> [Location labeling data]
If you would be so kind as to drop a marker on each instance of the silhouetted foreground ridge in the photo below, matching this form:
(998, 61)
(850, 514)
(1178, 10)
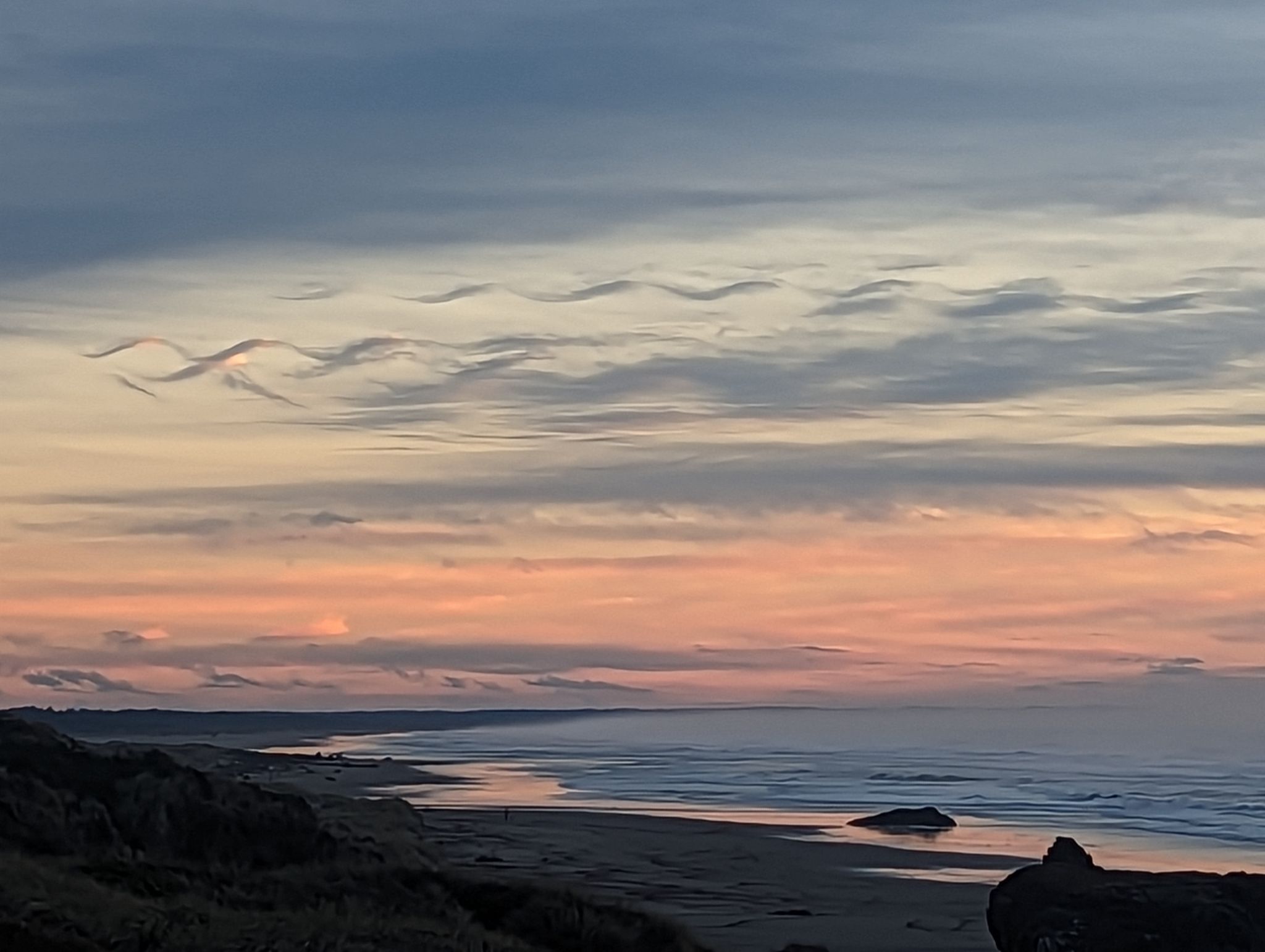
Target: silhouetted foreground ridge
(1068, 904)
(130, 851)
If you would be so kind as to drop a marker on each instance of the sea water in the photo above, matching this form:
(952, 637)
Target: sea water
(1012, 779)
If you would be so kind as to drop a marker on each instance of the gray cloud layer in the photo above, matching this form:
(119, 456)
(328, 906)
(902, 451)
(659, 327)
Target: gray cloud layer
(166, 127)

> [TASK GOAL] Convert every line of the data above into a Markdown table with the columns "Nr" for the row number and "Line" for the line itself, omitting any blank lines. Leave the pictures out of the answer.

> [SOLUTION TO THIS EXERCISE]
| Nr | Line |
|---|---|
| 1 | If you would be so kind as to drop a marker on each instance of the silhouetted foreground ridge in the photo below, matching this form: |
| 2 | (998, 61) |
| 3 | (850, 514) |
| 4 | (1178, 10) |
| 5 | Target: silhouetted foreground ridge |
| 6 | (1068, 904) |
| 7 | (130, 851) |
| 8 | If you would be so kind as to drop a marker on each instance of the sea water in the photo above, matching this form: |
| 9 | (952, 637) |
| 10 | Target: sea water |
| 11 | (1012, 779) |
| 12 | If you would be so kind as to drop a marker on each instance of the gray cloud layer in the photo above, matching this form: |
| 13 | (119, 456) |
| 14 | (328, 906) |
| 15 | (902, 451) |
| 16 | (659, 327) |
| 17 | Target: gray cloud layer |
| 18 | (166, 127) |